→ Requirement
From the data below, copy each line that includes the word "building".

→ Given records
......

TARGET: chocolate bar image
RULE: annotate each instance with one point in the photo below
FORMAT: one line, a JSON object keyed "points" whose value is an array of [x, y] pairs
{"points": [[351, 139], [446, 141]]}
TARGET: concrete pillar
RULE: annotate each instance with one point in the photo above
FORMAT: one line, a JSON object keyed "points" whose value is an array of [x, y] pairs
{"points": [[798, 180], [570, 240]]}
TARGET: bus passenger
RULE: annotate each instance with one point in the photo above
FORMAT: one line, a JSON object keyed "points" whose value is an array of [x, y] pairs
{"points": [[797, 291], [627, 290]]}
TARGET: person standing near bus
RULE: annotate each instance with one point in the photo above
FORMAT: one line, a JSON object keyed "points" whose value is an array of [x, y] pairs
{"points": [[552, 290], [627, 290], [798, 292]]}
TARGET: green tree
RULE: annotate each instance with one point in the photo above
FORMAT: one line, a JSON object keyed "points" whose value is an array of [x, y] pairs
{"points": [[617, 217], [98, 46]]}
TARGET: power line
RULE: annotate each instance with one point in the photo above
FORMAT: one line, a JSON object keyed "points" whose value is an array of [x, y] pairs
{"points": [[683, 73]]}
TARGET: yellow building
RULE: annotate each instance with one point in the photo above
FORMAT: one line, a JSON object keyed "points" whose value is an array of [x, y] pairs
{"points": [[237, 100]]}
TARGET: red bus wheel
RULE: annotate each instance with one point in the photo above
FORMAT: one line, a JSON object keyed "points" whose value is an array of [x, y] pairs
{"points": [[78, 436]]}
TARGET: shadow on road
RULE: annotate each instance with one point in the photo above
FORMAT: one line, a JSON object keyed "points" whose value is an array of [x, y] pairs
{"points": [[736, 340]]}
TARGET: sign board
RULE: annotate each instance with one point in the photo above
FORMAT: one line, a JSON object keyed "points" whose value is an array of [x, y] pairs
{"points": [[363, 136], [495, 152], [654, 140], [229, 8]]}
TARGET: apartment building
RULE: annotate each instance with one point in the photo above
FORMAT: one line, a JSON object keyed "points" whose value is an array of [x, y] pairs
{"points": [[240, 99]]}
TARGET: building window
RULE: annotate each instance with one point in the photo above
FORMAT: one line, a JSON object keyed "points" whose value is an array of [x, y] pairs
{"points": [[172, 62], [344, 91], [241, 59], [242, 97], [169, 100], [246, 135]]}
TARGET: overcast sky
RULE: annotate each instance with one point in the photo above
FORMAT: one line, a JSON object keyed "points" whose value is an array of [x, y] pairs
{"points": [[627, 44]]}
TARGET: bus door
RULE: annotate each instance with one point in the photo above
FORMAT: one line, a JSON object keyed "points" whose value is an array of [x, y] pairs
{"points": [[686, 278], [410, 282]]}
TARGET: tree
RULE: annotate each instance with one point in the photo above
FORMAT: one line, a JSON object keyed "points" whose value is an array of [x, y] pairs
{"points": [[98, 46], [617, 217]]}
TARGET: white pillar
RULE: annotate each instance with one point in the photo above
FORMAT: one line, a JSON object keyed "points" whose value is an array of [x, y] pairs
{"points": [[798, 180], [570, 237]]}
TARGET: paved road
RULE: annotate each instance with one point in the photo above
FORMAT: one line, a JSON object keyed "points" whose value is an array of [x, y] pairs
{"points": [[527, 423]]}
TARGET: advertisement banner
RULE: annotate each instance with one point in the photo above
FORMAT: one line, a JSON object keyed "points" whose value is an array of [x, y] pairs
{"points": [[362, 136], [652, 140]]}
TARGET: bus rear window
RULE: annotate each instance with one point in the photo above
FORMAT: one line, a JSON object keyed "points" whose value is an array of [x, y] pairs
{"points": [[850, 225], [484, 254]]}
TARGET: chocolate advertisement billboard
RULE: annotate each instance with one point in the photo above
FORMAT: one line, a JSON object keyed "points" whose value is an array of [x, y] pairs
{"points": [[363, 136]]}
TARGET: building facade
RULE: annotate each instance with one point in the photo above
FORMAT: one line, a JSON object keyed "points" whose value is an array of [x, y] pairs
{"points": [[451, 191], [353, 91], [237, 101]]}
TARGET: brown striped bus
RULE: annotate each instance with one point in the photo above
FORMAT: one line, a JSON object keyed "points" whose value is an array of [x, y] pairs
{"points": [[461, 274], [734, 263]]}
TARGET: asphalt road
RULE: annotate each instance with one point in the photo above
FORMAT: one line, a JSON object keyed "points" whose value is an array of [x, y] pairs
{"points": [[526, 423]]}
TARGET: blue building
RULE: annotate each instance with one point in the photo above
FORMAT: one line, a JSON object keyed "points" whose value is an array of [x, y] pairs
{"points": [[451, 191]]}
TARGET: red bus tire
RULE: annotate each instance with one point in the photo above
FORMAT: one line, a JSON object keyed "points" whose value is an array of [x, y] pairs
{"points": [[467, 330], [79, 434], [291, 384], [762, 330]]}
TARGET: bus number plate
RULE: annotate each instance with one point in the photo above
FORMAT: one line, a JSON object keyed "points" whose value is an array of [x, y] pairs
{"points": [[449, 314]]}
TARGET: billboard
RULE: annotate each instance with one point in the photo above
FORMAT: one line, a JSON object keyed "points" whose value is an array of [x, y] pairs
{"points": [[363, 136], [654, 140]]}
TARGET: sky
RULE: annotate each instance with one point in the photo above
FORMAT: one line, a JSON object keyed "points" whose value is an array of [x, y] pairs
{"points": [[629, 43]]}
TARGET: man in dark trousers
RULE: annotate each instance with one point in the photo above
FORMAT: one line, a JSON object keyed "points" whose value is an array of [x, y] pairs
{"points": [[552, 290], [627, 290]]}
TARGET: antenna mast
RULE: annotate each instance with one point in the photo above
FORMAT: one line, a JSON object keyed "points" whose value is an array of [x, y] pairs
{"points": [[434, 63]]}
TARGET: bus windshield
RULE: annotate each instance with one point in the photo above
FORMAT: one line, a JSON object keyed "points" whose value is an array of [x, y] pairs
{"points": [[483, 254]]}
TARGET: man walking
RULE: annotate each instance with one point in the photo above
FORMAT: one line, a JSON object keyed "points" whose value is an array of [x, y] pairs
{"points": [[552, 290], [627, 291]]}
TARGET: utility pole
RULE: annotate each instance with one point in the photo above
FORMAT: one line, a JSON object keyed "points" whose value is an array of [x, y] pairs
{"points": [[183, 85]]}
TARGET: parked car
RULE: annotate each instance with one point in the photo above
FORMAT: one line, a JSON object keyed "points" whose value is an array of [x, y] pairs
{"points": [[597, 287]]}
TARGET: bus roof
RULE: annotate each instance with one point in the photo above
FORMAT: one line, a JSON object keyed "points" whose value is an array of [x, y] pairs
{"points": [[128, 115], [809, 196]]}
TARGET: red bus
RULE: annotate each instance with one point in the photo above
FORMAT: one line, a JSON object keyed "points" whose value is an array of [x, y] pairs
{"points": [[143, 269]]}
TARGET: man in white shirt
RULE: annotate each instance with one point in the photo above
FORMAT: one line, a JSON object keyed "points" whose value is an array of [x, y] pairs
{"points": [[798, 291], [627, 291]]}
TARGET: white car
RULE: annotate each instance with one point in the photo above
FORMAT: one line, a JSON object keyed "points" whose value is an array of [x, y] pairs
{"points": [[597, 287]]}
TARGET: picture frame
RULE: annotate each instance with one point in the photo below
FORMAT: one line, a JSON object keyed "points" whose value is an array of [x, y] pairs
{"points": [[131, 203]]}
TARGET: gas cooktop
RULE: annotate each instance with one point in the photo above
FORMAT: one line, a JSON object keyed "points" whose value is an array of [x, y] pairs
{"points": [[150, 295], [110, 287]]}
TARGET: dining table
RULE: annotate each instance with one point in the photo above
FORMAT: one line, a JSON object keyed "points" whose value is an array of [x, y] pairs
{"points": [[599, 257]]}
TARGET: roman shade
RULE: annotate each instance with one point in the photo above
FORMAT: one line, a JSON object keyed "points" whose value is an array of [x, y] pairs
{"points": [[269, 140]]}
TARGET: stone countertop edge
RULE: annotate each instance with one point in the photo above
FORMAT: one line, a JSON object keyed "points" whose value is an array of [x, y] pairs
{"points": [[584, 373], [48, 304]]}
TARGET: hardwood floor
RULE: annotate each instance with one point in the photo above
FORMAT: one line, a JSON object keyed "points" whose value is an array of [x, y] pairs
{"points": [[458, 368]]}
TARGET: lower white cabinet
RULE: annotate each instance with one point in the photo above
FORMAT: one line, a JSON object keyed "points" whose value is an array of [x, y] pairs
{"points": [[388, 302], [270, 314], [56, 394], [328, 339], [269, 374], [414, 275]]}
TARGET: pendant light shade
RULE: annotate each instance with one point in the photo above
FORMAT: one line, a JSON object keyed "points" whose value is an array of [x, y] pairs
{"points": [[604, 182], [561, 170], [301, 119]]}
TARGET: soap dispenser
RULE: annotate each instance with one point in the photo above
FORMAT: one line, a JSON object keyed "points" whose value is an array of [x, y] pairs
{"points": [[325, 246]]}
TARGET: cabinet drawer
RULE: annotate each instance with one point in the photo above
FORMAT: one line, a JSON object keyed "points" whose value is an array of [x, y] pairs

......

→ Task answer
TARGET: yellow building
TARGET: apartment building
TARGET: building window
TARGET: building facade
TARGET: blue building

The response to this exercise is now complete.